#### OBJECTIVE A:
List every film named in the Golden Globes commentary.

#### TEXT PROVIDED:
+ + + + + + +
If ever there was a year for the Golden Globes to be really bold and fresh, it is now, after a bizarre year in film in 2020. However, the nominations are, as per usual, outrageous and a little outraging, just as they are on television side with some deserving inclusions but some oversights that feel more and more egregious with each passing year. For example, the HFPA will nominate Regina King for directing One Night in Miami—totally deserving—but overlook Kemp Powers for adapting his own play into a film that does not feel the least bit stagey? Outrageous. Directors have to work from something! They aren’t making everything up from thin air! Similarly, Spike Lee’s children are the Golden Globe ambassadors this year, but there is ZERO love for Da 5 Bloods, one of the most haunting films of 2020. In fact, while there are individual nominations for films like Miami and Ma Rainey’s Black Bottom, no Black ensemble films, of which there are several deserving examples in 2020, got a Best Picture nomination. Instead, Boomer stroke-a-thon The Trial of Chicago 7 and f-cking MANK got nominations.
2020 was a weird year for film, in that it feels like almost no one saw any of these movies. There are plenty of solid nominations—lots of love for Promising Young Woman, and deservedly so, though its television spiritual sister, I May Destroy You, got ignored, hmmm—but there has been little sustained conversation for most of these movies outside the bubble of “film Twitter”. The “no one’s seen this movie” problem rears its head every year around this time, but it usually applies to one or two movies getting a lot of nominations despite low audience awareness. This year, that is like EVERY movie. I don’t think they should be cancelling award shows, but it definitely feels like now is the time to examine the award show industrial complex and try to imagine new, different, maybe better ways of doing things, specifically designed to address the “sure seems like no one has seen ANY of these movies” problem. Perhaps a new format and bold nomination choices designed to drive attention to worthy films specifically emphasizing how they can be safely viewed, from living rooms to drive-ins to the “virtual cinemas” supporting local theaters, instead of a celebrity circle-jerk? These are just thoughts.
+ + + + + + +
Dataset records
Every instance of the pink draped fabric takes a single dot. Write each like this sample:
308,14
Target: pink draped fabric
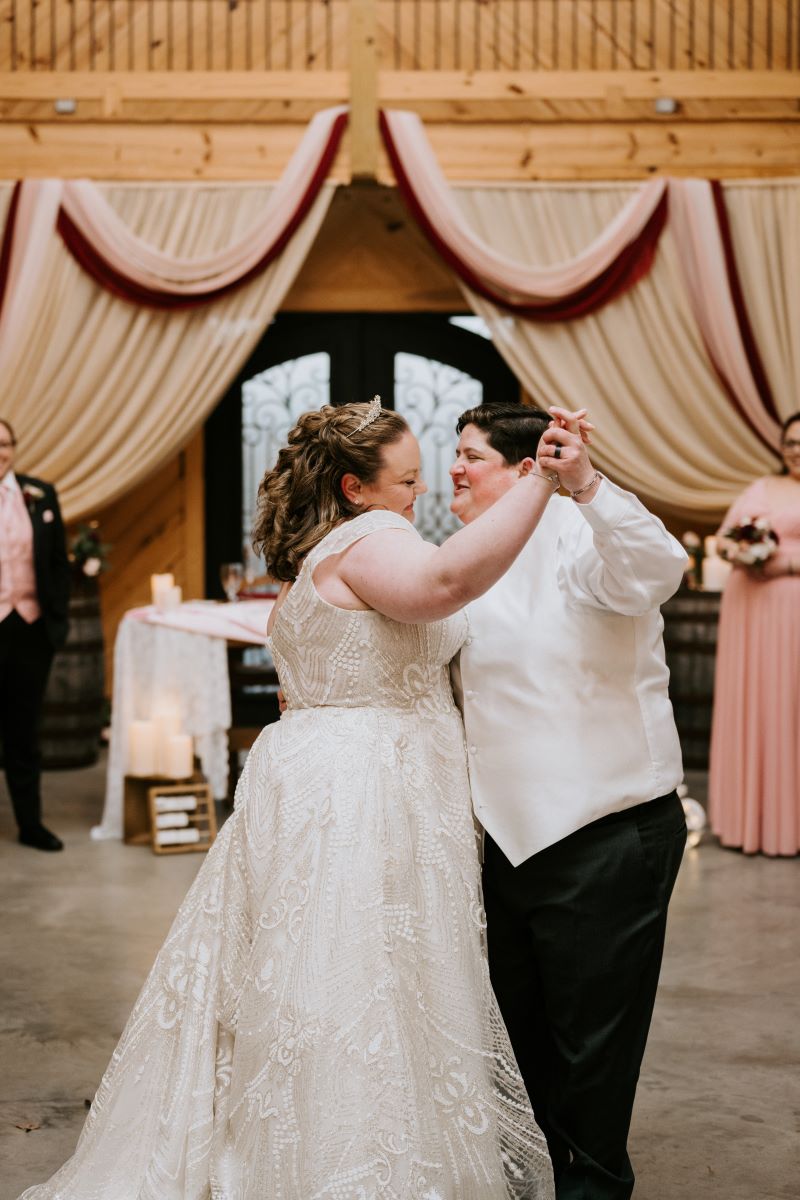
127,265
142,274
695,223
88,219
30,223
523,288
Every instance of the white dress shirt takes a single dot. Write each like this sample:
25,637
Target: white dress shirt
563,681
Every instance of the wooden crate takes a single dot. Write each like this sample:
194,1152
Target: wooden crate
139,810
200,817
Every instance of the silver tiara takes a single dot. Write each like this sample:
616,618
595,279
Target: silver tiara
373,413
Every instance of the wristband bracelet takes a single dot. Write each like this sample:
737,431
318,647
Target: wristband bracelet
587,486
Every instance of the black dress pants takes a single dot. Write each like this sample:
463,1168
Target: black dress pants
575,940
25,658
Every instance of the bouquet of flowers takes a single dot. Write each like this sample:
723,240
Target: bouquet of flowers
749,544
88,553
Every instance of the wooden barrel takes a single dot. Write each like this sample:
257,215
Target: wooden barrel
691,622
74,706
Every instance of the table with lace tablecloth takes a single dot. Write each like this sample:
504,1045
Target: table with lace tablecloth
180,658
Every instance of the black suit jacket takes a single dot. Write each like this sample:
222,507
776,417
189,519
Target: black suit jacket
50,561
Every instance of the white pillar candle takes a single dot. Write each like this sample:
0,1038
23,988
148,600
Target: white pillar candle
160,586
715,574
180,756
142,749
168,726
176,837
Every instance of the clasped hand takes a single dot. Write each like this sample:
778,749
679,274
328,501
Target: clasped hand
570,432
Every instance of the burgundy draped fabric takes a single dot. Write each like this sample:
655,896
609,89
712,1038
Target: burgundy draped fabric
631,263
7,241
127,287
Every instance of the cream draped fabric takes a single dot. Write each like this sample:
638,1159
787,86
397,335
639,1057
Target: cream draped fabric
765,228
666,427
102,393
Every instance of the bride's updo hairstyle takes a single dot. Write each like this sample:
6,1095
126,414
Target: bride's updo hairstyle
301,499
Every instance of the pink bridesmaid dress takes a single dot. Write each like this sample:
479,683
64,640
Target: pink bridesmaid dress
755,767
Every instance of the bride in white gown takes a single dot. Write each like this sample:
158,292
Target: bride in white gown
319,1021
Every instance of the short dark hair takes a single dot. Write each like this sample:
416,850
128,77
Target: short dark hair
512,430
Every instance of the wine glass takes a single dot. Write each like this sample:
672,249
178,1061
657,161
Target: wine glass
232,576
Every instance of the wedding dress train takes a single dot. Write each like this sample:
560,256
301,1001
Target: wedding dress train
319,1024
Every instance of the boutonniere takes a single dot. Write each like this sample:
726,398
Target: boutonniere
31,493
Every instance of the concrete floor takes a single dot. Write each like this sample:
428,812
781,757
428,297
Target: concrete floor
719,1105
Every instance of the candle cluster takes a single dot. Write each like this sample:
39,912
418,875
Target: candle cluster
166,594
158,748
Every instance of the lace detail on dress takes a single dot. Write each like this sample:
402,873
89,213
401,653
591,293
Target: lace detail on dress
319,1024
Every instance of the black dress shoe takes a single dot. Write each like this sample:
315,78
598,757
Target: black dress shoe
40,838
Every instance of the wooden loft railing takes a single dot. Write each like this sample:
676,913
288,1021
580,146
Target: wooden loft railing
410,35
494,65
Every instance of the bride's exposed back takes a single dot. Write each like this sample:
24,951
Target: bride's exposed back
319,1021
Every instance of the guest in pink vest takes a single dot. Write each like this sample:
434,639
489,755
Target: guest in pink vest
34,597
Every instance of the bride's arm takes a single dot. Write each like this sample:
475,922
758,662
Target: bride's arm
409,580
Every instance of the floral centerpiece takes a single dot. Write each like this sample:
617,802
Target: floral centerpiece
88,553
749,544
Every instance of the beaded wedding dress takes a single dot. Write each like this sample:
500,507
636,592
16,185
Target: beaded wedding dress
319,1024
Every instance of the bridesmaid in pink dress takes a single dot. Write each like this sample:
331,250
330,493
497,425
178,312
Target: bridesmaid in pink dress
755,768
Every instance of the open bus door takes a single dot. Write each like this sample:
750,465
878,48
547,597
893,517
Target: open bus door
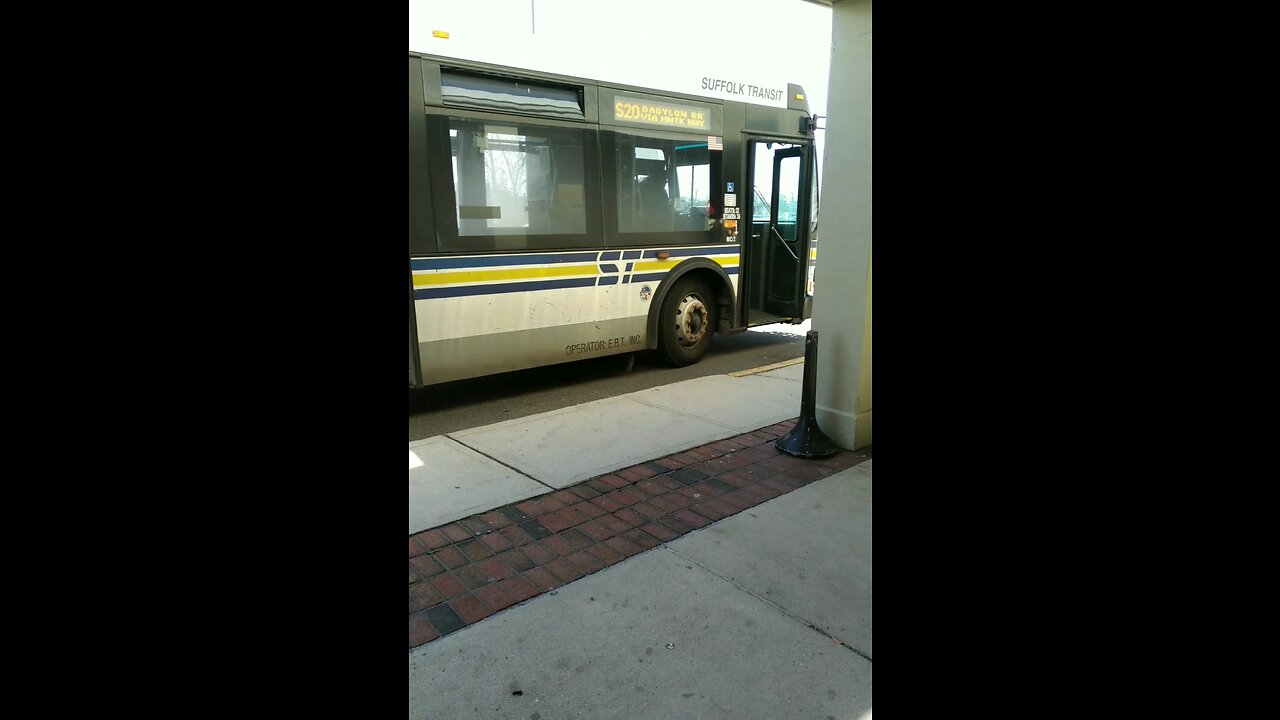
778,240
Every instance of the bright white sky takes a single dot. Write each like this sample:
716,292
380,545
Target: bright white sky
661,44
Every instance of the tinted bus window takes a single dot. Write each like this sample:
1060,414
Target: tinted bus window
662,185
512,180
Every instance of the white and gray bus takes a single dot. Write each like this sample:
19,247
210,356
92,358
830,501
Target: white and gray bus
554,219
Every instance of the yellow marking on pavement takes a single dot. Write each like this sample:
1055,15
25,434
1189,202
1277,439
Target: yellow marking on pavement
766,368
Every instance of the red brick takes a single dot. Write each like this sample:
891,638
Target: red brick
677,499
599,486
616,525
415,548
425,565
493,569
475,550
622,546
595,531
626,496
433,538
714,466
636,473
506,593
470,609
630,518
447,586
604,504
659,532
516,536
705,511
641,538
538,554
562,519
741,500
566,542
449,557
496,542
543,579
475,524
496,519
456,533
552,505
563,570
585,561
663,504
516,560
589,509
613,481
472,577
707,488
606,554
703,454
675,524
423,596
649,487
691,519
648,510
566,497
720,506
531,507
667,482
420,630
584,491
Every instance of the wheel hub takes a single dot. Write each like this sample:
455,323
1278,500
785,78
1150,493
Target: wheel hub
691,320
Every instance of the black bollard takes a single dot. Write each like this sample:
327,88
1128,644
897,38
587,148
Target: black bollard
805,440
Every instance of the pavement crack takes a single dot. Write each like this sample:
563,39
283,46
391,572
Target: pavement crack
767,601
512,468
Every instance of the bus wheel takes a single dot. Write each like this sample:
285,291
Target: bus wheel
686,322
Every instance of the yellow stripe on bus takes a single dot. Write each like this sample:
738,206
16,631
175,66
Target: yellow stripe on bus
421,279
670,264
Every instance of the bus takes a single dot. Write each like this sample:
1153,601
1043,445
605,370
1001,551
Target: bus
554,219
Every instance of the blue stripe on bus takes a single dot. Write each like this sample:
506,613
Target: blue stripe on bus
544,259
466,291
493,260
693,251
643,277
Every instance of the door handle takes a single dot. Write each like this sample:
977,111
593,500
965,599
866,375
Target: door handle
794,256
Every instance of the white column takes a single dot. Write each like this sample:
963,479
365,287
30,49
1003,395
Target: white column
842,279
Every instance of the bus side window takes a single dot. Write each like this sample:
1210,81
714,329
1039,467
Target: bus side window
516,181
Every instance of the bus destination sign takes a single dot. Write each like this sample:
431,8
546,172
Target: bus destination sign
663,114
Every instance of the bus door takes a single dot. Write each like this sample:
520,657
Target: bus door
778,240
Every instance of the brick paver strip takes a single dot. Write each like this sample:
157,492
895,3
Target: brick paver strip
470,569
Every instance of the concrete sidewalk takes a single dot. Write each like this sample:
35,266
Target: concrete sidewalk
558,570
524,458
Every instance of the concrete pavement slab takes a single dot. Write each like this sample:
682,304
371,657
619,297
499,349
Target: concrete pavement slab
740,404
656,637
567,446
822,572
789,373
448,482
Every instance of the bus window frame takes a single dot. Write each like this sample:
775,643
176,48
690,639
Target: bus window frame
449,240
615,237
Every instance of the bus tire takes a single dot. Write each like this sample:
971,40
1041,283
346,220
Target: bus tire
686,322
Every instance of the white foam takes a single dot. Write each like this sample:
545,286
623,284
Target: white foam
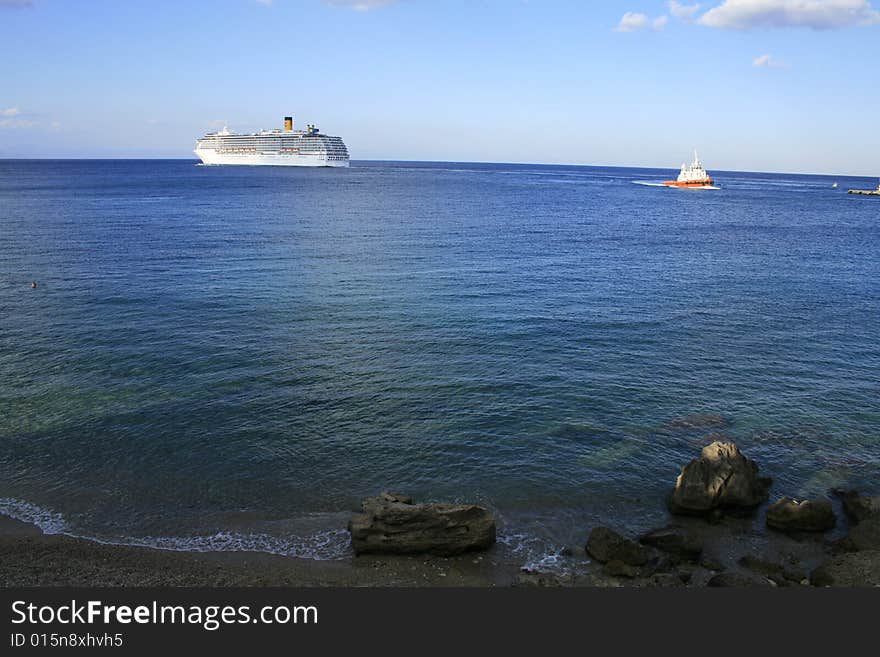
48,521
536,554
322,546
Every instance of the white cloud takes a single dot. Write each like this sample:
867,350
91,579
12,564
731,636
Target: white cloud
634,21
361,5
815,14
768,61
631,22
685,12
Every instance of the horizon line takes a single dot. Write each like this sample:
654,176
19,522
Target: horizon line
+ + + + + + +
#### OBJECTIVE B:
Turn the records into a JSON list of strings with one string per line, beginning at the line that has "Every instance of the concrete pavement" and going through the end of the records. Skip blank lines and leave the pictures out.

#### EXERCISE OUTPUT A:
One Night in Miami
Da 5 Bloods
Ma Rainey's Black Bottom
The Trial of Chicago 7
Mank
Promising Young Woman

#### EXERCISE OUTPUT B:
[
  "Every instance of the concrete pavement slab takes a single dot. Write each like this sample:",
  "682,304",
  "371,657",
  "619,297",
  "499,349",
  "Target: concrete pavement slab",
  "740,404",
  "656,637",
  "567,446",
  "822,572",
  "789,373",
  "448,482",
  "Every instance of the bus window frame takes a single dot. Write each like this sample:",
  "775,643",
  "176,48",
  "690,639",
  "Target: bus window frame",
  "449,240",
  "615,237",
  "Every instance of the bus tire takes a single dot. Write each like this sample:",
  "971,40",
  "1041,283",
  "346,220",
  "Target: bus tire",
  "686,322",
  "Every instance of the white foam takes a single dot. Write each like this sample:",
  "545,286",
  "623,284",
  "Target: white foam",
  "48,521",
  "536,554",
  "322,546",
  "Every instance of the white cloud takes a single dot. Write each like this sample:",
  "867,350",
  "91,579",
  "12,564",
  "731,636",
  "Target: white cloud",
  "634,21",
  "361,5",
  "815,14",
  "768,61",
  "631,22",
  "685,12",
  "Every instance of the horizon line takes a single dot. Write each like this sample:",
  "654,176",
  "19,522",
  "Target: horizon line"
]